Amsive

PUBLISHED: Sep 19, 2022 9 min read

The Future of Measurement: Attribution, Incrementality, and What’s Next in Ad Testing

Inna Zeyger

Inna Zeyger

Sr. Director, Digital Media

James Connell

Group Director, Media + Analytics

Additional Contributor: Bill Reynolds

With the sun setting on cookie-based tracking, marketers stand to lose many of the granular touchpoints they’ve enjoyed over the past decades, and stitching together reliable insights will become more challenging as data continues to silo.

As brands contend with multiple sources of truth, the smart and strategic use of attribution, incrementality, and comprehensive, transparent, and repeatable control testing provide solutions for media effectiveness.

Attribution and incrementality provide useful metrics to inform media mix planning and budget allocation. For marketers, attribution indicates the touchpoints that contribute to a conversion. Incrementality adds insight into how many prospects convert due to marketing efforts, above and beyond what would happen if there was no advertising at all.

Here’s what’s next in attribution, incrementality, and testing to help you confidently stay ahead of the increasing data fragmentation and the eventual cookie-less landscape.

Attribution models to track conversions are evolving.

Cookies had been indispensable in dividing up conversion credits during the heyday of multi-touch attribution. Even though Google has once again delayed the target date for third-party cookie phaseout (now to 2024), their availability has already been declining for a while, and this model will soon be completely disabled. In general, attribution is impacted considerably by the loss of cookies.

This new environment calls for a novel approach. In October 2021, Google announced they’d be moving away from static, rule-based conversion models in favor of dynamic, data-driven attribution based on live algorithms they’re developing. Though complete phaseout isn’t expected until at least 2024, changes started to affect Google Ad accounts in early 2022.

For long-term success, marketers must build sustainable strategies that work closely with platforms like Google, Apple, Amazon, and Meta. Bringing more decision-driving data and algorithms in-house can drive cross-platform success.

In fact, the platforms themselves are still grappling with the best measurement solutions in a cookie-less future. For enterprise brands with a massive volume of touchpoints, data-driven analysis at scale has worthwhile merits. However, data-driven analysis can be trickier for mid-market businesses where the number of touches can be much more limited.

Beyond the immediate nuances of relying on data and the analysis that the major platforms solely own and control, there is an inherent risk in putting all your eggs into one basket. As with any investment, diversification is a smart strategy to both optimize opportunities—and mitigate risks.

Rule-based attribution — appreciated for the transparency of its assumptions — won’t be going away entirely. While Google’s default mode is changing, marketers can still opt to measure results based on attribution methods within the platform, such as:

Last-click gives the most credit to the last touch/last ad seen. The most commonly used method, last click negates the fact that the last touch was most likely the culmination of all prior exposures. It has been over-credited and has caused marketers to look at other methodologies.

First-click gives the most credit to the first touch.

Linear equally divides up credit among all touches.

Time-decay indiscriminately weights credit based on time-lapse, for example, 100% credit to same-day touches, 50% credit to touches that happened one day prior to conversion, 25% credit to touches two days prior and is not used very frequently.

Position-based assigns 25% credit to the first touch, 25% to the last touch, and 50% among the touchpoints in between.

Written tasks:
A: Return the lines of the listing starting at its first line and ending at the line that contains "199, 450, 236]]", including both ends, with no changes to any line.
B: Extend the article on ad measurement, picking up right after its final sentence.
The article on ad measurement and the listing come from separate, unrelated sources.

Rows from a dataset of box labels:
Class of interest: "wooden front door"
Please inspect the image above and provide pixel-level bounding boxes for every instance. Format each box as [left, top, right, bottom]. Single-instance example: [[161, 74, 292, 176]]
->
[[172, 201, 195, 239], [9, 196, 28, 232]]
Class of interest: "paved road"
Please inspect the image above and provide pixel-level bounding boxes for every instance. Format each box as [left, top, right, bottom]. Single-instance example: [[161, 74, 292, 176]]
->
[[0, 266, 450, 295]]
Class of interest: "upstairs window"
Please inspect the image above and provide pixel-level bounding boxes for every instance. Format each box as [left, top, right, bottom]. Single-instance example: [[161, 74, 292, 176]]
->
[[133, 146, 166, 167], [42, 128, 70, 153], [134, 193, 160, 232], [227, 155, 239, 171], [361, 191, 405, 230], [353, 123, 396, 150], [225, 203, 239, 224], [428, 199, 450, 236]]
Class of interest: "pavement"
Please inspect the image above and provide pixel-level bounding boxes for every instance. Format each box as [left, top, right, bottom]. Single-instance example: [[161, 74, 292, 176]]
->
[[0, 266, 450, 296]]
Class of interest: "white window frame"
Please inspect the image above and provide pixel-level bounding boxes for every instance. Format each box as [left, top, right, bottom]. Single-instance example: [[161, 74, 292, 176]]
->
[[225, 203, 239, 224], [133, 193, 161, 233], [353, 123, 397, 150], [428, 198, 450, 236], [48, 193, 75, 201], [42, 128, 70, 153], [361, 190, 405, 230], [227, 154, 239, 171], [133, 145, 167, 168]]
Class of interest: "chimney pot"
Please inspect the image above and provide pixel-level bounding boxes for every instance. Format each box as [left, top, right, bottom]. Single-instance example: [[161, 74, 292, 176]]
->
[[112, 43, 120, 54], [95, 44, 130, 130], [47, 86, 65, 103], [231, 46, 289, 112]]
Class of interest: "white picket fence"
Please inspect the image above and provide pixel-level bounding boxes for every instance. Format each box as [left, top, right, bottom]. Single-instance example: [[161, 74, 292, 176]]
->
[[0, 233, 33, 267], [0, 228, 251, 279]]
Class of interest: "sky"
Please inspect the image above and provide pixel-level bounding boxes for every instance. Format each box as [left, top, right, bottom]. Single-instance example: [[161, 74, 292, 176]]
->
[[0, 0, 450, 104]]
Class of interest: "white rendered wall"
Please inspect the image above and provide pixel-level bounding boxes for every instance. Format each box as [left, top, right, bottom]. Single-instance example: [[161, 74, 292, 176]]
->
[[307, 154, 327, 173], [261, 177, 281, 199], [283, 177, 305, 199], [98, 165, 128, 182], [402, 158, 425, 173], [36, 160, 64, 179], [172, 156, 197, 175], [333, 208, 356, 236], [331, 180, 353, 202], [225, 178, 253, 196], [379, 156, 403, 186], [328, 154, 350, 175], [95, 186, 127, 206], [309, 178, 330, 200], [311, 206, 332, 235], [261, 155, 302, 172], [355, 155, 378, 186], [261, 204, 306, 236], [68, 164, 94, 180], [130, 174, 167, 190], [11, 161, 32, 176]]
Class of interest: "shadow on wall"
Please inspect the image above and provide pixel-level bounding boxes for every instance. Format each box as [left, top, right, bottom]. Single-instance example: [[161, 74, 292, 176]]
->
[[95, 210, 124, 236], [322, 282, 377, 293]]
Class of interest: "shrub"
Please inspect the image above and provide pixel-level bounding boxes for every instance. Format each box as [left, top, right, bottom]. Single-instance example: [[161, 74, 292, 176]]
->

Responses to the tasks:
A:
Class of interest: "wooden front door"
Please inspect the image above and provide pixel-level bounding boxes for every instance. Format each box as [left, top, right, bottom]. Single-instance example: [[161, 74, 292, 176]]
->
[[172, 201, 195, 239], [9, 196, 28, 232]]
Class of interest: "paved road"
Please inspect the image above and provide pixel-level bounding boxes for every instance. Format each box as [left, top, right, bottom]. Single-instance example: [[161, 74, 292, 176]]
->
[[0, 266, 450, 295]]
Class of interest: "upstairs window"
Please inspect the image above and provide pixel-level bounding boxes for every instance. Format each box as [left, top, right, bottom]. Single-instance example: [[161, 74, 292, 176]]
->
[[133, 146, 166, 167], [42, 128, 70, 153], [134, 193, 160, 232], [227, 155, 239, 171], [361, 191, 405, 230], [353, 123, 396, 150], [225, 203, 239, 224], [428, 199, 450, 236]]

B:
Mid-sized businesses that previously relied on intuitive — albeit somewhat arbitrary and stagnant — rule-based attribution models will need to rethink their approach, given the next generation of more dynamic measurement forms.

Google’s closed ecosystem collects data touchpoints across AdWords, Gmail, and the display network to attribute conversions statistically. Any advertiser has access to Google’s custom analysis regardless of size. With the loss of cookies, data resides solely with Google and other walled garden platforms, such as Apple, Amazon, and Meta.

Testing is a great way to maintain a reliable, centralized source of truth in-house.

Incrementality testing gains importance to determine the best media mix.

Although it can be challenging to measure, incrementality paints a more comprehensive picture of your marketing success. Determining budget and channel spending is as old as advertising itself — and many of the tried-and-true measurement tactics produce reliable results for sound decision-making today.
While attribution is being reworked with the loss of cookies, incremental measurement is less affected. The difference? Cookies track what happened (attribution), not the added performance over what would have happened without advertising exposure (incrementality).

Did you drive more results – downloads, shares, sales, etc – with your campaign than if you had done nothing? Incremental measurement can answer this question and more.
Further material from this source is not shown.